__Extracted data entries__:

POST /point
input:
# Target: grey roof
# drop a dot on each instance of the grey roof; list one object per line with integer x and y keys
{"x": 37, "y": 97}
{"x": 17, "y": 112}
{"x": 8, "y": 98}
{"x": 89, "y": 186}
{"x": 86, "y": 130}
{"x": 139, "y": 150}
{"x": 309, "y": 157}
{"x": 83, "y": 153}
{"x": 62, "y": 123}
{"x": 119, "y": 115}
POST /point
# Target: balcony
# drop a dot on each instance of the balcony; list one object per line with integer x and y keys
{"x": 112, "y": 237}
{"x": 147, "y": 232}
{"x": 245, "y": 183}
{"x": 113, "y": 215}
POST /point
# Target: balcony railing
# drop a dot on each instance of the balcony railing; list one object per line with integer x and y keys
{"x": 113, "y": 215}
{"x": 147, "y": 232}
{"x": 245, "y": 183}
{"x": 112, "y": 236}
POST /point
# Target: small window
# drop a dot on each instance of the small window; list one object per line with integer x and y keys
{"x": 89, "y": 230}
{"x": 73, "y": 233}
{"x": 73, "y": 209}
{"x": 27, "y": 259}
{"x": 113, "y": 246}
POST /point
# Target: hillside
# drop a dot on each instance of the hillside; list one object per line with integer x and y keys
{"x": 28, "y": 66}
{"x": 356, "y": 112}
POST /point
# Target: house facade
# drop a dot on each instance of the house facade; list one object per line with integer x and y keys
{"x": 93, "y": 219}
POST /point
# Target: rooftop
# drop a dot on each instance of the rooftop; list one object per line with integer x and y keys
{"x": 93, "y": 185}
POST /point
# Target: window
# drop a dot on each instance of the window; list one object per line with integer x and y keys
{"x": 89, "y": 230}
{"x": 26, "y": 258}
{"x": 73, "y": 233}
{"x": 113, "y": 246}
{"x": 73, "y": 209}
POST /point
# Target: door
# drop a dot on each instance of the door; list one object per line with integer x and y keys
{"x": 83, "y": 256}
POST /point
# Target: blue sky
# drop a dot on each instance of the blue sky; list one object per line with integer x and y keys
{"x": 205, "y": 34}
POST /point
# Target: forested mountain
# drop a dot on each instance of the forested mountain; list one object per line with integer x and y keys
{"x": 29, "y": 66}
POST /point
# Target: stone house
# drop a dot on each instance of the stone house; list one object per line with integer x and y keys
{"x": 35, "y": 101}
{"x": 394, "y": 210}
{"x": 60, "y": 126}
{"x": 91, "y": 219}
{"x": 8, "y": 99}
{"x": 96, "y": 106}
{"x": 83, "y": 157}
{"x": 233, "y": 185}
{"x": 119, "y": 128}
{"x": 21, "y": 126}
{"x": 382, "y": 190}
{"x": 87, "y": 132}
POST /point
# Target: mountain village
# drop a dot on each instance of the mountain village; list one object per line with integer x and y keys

__Aim of the task__: Your answer must consist solely of the lines above between the line holding "# drop a dot on each instance of the window;" and the line holding "# Target: door", inclusive, copied exactly.

__Answer__:
# drop a dot on each instance of the window; list one object per line with integer x and y keys
{"x": 89, "y": 230}
{"x": 26, "y": 258}
{"x": 73, "y": 233}
{"x": 113, "y": 246}
{"x": 73, "y": 209}
POST /point
# Target: door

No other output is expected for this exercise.